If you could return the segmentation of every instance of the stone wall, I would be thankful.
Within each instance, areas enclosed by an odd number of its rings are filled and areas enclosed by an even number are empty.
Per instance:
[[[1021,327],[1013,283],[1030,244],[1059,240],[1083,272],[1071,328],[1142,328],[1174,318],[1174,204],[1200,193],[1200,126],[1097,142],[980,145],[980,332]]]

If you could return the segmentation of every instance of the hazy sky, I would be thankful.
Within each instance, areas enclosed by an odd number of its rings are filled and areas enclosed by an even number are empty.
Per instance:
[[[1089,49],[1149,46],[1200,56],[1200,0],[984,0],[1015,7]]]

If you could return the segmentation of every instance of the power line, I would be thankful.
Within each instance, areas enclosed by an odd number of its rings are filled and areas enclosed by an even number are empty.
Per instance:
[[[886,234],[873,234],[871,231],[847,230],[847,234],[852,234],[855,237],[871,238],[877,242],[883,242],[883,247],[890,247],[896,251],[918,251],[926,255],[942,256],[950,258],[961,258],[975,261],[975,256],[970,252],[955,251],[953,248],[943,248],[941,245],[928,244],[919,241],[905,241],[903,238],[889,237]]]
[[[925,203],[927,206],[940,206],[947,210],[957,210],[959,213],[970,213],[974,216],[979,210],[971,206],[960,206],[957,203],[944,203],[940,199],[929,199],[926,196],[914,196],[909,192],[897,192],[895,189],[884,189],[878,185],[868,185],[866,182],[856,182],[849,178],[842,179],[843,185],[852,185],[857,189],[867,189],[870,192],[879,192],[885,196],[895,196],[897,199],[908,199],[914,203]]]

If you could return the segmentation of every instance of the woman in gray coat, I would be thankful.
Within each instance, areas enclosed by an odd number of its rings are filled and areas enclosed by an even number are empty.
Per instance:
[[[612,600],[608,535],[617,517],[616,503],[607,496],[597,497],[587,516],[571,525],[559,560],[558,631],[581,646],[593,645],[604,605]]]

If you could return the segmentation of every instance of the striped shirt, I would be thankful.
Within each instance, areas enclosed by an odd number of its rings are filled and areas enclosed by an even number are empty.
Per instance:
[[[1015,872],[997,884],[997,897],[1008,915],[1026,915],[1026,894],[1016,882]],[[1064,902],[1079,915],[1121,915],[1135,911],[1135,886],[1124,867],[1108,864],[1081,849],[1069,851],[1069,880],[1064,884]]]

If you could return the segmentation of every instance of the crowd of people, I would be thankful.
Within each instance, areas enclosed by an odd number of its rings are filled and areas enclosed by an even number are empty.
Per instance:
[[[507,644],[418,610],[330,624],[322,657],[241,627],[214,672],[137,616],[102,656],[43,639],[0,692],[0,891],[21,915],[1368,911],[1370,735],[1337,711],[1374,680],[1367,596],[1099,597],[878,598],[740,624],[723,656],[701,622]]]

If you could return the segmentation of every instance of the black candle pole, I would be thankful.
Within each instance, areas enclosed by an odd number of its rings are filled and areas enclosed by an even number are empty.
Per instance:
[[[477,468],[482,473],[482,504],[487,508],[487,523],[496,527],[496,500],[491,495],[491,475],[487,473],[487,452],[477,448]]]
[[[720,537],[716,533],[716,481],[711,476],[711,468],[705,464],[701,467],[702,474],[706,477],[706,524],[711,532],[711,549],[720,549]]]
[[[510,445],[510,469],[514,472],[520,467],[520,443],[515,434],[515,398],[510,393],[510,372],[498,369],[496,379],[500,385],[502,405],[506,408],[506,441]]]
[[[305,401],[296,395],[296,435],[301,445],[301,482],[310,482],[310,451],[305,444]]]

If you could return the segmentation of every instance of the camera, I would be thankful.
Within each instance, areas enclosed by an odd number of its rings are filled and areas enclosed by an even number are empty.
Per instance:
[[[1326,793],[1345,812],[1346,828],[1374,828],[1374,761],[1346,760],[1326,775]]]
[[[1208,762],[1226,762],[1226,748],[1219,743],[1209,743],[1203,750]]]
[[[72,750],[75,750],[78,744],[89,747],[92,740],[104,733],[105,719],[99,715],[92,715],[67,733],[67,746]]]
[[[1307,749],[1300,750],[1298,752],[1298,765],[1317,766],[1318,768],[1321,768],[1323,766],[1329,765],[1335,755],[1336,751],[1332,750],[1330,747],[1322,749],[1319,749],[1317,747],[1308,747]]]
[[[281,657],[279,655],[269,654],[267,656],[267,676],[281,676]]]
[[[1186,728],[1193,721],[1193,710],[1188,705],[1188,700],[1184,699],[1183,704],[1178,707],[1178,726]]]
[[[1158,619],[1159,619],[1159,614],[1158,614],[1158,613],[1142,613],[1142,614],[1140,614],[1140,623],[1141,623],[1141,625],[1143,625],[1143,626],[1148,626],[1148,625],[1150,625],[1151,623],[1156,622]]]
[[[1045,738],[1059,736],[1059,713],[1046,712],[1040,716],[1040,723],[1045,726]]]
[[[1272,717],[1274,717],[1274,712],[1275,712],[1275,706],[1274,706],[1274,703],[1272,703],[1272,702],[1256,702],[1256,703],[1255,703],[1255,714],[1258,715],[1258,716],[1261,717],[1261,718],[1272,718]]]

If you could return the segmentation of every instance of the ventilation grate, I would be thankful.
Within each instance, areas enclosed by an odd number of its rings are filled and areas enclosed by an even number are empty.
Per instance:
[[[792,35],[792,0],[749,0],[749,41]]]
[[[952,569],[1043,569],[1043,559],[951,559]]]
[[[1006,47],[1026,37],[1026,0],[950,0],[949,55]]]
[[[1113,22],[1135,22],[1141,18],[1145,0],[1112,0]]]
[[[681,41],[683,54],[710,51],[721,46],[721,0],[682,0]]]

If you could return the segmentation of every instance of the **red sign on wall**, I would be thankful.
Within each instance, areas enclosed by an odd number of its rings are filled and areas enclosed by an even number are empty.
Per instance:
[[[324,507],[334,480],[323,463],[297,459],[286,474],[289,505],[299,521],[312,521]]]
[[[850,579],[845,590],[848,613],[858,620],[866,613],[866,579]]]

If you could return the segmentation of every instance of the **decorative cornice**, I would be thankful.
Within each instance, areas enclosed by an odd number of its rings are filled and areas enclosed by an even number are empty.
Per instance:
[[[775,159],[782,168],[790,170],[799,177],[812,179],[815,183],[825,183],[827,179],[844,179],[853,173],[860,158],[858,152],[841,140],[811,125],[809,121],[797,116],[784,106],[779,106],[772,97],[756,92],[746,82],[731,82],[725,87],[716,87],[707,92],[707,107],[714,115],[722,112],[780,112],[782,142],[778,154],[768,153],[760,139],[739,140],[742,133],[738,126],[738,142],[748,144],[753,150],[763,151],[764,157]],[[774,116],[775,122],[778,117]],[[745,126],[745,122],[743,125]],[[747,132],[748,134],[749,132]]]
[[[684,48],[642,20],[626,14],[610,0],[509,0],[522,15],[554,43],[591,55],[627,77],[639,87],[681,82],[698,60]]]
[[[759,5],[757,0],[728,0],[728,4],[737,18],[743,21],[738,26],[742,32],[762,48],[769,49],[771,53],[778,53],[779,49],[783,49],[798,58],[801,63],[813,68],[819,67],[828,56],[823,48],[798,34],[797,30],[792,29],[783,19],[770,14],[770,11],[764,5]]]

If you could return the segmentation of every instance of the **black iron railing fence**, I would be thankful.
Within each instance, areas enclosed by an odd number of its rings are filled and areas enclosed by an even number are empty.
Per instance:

- What you will do -
For each line shown above, write an exact copy.

- Solved exercise -
If you could return the segmentation of every instance of the stone wall, I would be thankful.
Within each instance, areas enclosed by an odd number of its rings are filled and areas enclosed by an even number are empty.
Per instance:
[[[1021,327],[1013,283],[1030,244],[1059,240],[1083,272],[1071,328],[1142,328],[1174,318],[1174,204],[1200,193],[1200,126],[1097,142],[980,145],[980,332]]]

If you could return the segmentation of every instance of the hazy sky, I would be thankful.
Within each instance, areas enclosed by an odd number of its rings are filled and areas enclosed by an even number are empty.
Per instance:
[[[1089,49],[1149,46],[1200,56],[1200,0],[984,0],[1015,7]]]

If you could return the segmentation of every instance of the power line, I would be thankful.
Within each instance, areas enclosed by an odd number of its rings are filled and areas enclosed by an even number are empty.
Per instance:
[[[886,234],[873,234],[871,231],[847,230],[847,234],[852,234],[855,237],[871,238],[877,242],[883,242],[883,247],[890,247],[896,251],[918,251],[926,255],[942,256],[950,258],[961,258],[975,261],[975,256],[970,252],[955,251],[953,248],[943,248],[941,245],[928,244],[919,241],[905,241],[903,238],[889,237]]]
[[[925,203],[927,206],[940,206],[947,210],[957,210],[959,213],[970,213],[974,216],[979,210],[971,206],[960,206],[957,203],[944,203],[940,199],[929,199],[926,196],[914,196],[909,192],[897,192],[895,189],[884,189],[878,185],[868,185],[866,182],[856,182],[849,178],[842,179],[843,185],[852,185],[857,189],[867,189],[870,192],[879,192],[885,196],[895,196],[897,199],[908,199],[914,203]]]

If you could return the segmentation of every instance of the woman in gray coat, I would be thankful.
Within each instance, areas enclosed by an odd number of its rings are filled and areas enclosed by an even number are empty.
Per instance:
[[[612,600],[608,535],[617,517],[616,503],[607,496],[597,497],[587,516],[571,525],[559,560],[558,631],[581,646],[593,645],[604,605]]]

If you could return the segmentation of every instance of the striped shirt, I would be thankful.
Within each instance, areas enclosed by an odd number of its rings are filled and areas enclosed by an even number are empty.
Per instance:
[[[1015,872],[997,884],[997,897],[1008,915],[1026,915],[1026,894],[1016,882]],[[1064,902],[1079,915],[1121,915],[1135,911],[1135,886],[1124,867],[1108,864],[1081,849],[1069,851],[1069,880],[1064,884]]]

If you could return the segmentation of every instance of the crowd of people, I would be thankful.
Within each instance, areas enclosed by an odd number of its rings are filled and areas enclosed by an even number are empty.
Per instance:
[[[507,644],[418,610],[330,624],[322,657],[241,627],[214,672],[137,616],[102,656],[43,639],[0,692],[0,891],[21,915],[1368,911],[1370,735],[1337,711],[1374,680],[1367,596],[1099,597],[878,598],[740,624],[723,656],[701,622]]]

If you could return the segmentation of every instance of the black candle pole, I would be thankful.
Within each instance, areas enclosed by an odd number of its rings are filled and areas enclosed by an even number are empty.
Per instance:
[[[477,468],[482,473],[482,504],[487,508],[487,523],[496,527],[496,500],[491,495],[491,475],[487,473],[487,452],[477,448]]]
[[[720,537],[716,533],[716,481],[711,476],[711,468],[705,464],[701,467],[702,474],[706,477],[706,524],[711,532],[711,549],[720,549]]]
[[[510,445],[510,469],[514,472],[520,467],[520,443],[515,434],[515,398],[510,393],[510,372],[498,369],[496,379],[500,385],[502,405],[506,408],[506,441]]]
[[[305,401],[296,395],[296,435],[301,445],[301,482],[310,482],[310,451],[305,444]]]

If you could return the segmentation of every instance of the camera, I would be thankful.
Within each instance, areas enclosed by an odd number of its rings are filled and areas enclosed by an even number are empty.
Per instance:
[[[1326,793],[1345,812],[1346,828],[1374,828],[1374,761],[1346,760],[1326,775]]]
[[[1208,762],[1226,762],[1226,748],[1219,743],[1209,743],[1203,750]]]
[[[72,750],[75,750],[78,744],[89,747],[92,740],[104,733],[105,719],[99,715],[92,715],[67,733],[67,746]]]
[[[1307,749],[1300,750],[1298,752],[1298,765],[1317,766],[1318,768],[1321,768],[1323,766],[1329,765],[1335,755],[1336,751],[1332,750],[1330,747],[1322,749],[1319,749],[1317,747],[1308,747]]]
[[[281,657],[279,655],[269,654],[267,656],[267,676],[281,676]]]
[[[1186,728],[1193,721],[1193,710],[1188,705],[1188,700],[1184,699],[1183,704],[1178,707],[1178,726]]]
[[[1158,619],[1159,619],[1159,614],[1158,614],[1158,613],[1142,613],[1142,614],[1140,614],[1140,623],[1141,623],[1141,625],[1143,625],[1143,626],[1148,626],[1148,625],[1150,625],[1151,623],[1156,622]]]
[[[1045,738],[1059,736],[1059,713],[1046,712],[1040,716],[1040,723],[1045,726]]]
[[[1272,717],[1274,717],[1274,712],[1275,712],[1275,706],[1274,706],[1274,703],[1272,703],[1272,702],[1256,702],[1256,703],[1255,703],[1255,714],[1258,715],[1258,716],[1261,717],[1261,718],[1272,718]]]

If you could return the segmentation of every instance of the ventilation grate, I would be thankful.
Within each instance, areas enclosed by an odd number of its rings are filled and areas enclosed by an even number are empty.
Per instance:
[[[792,35],[792,0],[749,0],[749,41]]]
[[[952,569],[1043,569],[1043,559],[951,559]]]
[[[1006,47],[1026,37],[1026,0],[950,0],[949,55]]]
[[[1113,22],[1135,22],[1141,18],[1145,0],[1112,0]]]
[[[681,41],[683,54],[710,51],[721,46],[721,0],[682,0]]]

If you could return the segmentation of every instance of the **red sign on wall**, I would be thankful.
Within each instance, areas enclosed by an odd number of its rings are filled and areas enclosed by an even number are empty.
Per instance:
[[[324,507],[334,480],[323,463],[297,459],[286,474],[289,505],[299,521],[312,521]]]
[[[850,579],[845,590],[848,613],[858,620],[866,613],[866,579]]]

If you could return the segmentation of every instance of the **decorative cornice**, I would be thankful.
Within each instance, areas enclosed by an odd number of its rings are filled and areas enclosed by an even number are empty.
Per instance:
[[[775,159],[782,168],[790,170],[799,177],[812,179],[815,183],[825,183],[827,179],[844,179],[853,173],[860,158],[858,152],[841,140],[811,125],[809,121],[797,116],[784,106],[779,106],[772,97],[756,92],[746,82],[731,82],[725,87],[716,87],[707,92],[707,107],[714,115],[722,112],[780,112],[782,142],[778,154],[768,153],[760,139],[739,140],[742,133],[738,126],[738,142],[748,144],[753,150],[763,151],[764,157]],[[774,116],[775,122],[778,117]],[[745,126],[745,122],[743,125]],[[747,132],[748,134],[749,132]]]
[[[684,48],[642,20],[626,14],[610,0],[509,0],[522,15],[554,43],[591,55],[627,77],[639,87],[681,82],[698,60]]]
[[[759,5],[757,0],[728,0],[728,4],[737,18],[743,21],[738,26],[742,32],[762,48],[769,49],[771,53],[778,53],[779,49],[783,49],[798,58],[801,63],[813,68],[819,67],[828,56],[823,48],[798,34],[797,30],[792,29],[783,19],[770,14],[770,11],[764,5]]]

If you could return the segmentation of every instance of the **black iron railing fence**, I would be thankful.
Within each instance, areas enclosed by an odd number of its rings are filled and areas enclosed by an even number are empty.
Per instance:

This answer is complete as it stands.